____ Provided text

It is extremely difficult to give up ones religion, ideas and political opinions. Not even when one finally gets totally convinced that the thoughts are crazy. Many devout Nazis had problems with that after the war. It is like giving up smoking. Some people are coughing blood and having serious difficulties with breathing but keeps on smoking anyway.
I am wrong. I have been completely wrong for many, many years. I am fooled and I am fooling myself. I am a complete idiot. That is a tough one to swallow.
This applies to all kind of ideas, beliefs and convictions: I am ugly. I have a huge ugly nose. I am no good. I am fuckin useless. Nobody loves me. Nobody wants me…
Or: I am very good and I am smart. I am from a good family, I have got an excellent upbringing and I sure look good. I have good genes. And above everything, I am rich. I am not like the Tom, Dick and Harry’s. That is why I am entitled to so much more than all the rest.

________
____ Provided information

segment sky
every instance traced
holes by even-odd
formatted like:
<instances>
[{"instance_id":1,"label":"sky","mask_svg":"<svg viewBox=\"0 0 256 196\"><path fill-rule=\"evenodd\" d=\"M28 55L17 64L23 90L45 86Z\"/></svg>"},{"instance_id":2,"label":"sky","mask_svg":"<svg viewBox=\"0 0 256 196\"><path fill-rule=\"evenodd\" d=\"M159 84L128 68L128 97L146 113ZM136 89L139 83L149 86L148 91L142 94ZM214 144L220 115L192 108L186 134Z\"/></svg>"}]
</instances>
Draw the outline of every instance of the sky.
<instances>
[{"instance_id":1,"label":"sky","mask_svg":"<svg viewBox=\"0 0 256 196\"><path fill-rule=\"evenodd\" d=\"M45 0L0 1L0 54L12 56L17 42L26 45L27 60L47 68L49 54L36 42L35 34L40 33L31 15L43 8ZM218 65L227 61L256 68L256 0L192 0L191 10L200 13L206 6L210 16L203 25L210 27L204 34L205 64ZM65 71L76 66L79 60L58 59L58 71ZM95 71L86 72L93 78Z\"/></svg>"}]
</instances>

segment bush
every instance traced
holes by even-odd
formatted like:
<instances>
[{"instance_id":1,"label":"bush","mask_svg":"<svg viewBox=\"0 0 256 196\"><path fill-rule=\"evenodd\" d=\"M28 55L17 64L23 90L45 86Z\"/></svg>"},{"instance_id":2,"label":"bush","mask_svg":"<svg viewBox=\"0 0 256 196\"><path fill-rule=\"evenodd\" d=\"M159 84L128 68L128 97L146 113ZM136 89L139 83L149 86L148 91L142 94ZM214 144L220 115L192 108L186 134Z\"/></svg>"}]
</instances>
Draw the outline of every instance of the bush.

________

■ What you should do ■
Extend the passage about how hard it is to give up one's beliefs and convictions, picking up after its final sentence.

■ Answer section ■
Or:Life is about competition. Life is for the strong. One has to fight like hell to reach the top. The only thing that really counts is money, you can’t deny that. The prettiest girls prefer the richest boys. All talk about equal rights and justice is just drivel. But religion is not something to look down upon. It is a perfect cover for your true ambitions.
All convictions are dangerous. Sometimes you are right, sometimes you are wrong, but you can never be completely sure when you are right and when you are wrong. Do not trust yourself. Do not trust your inner voice.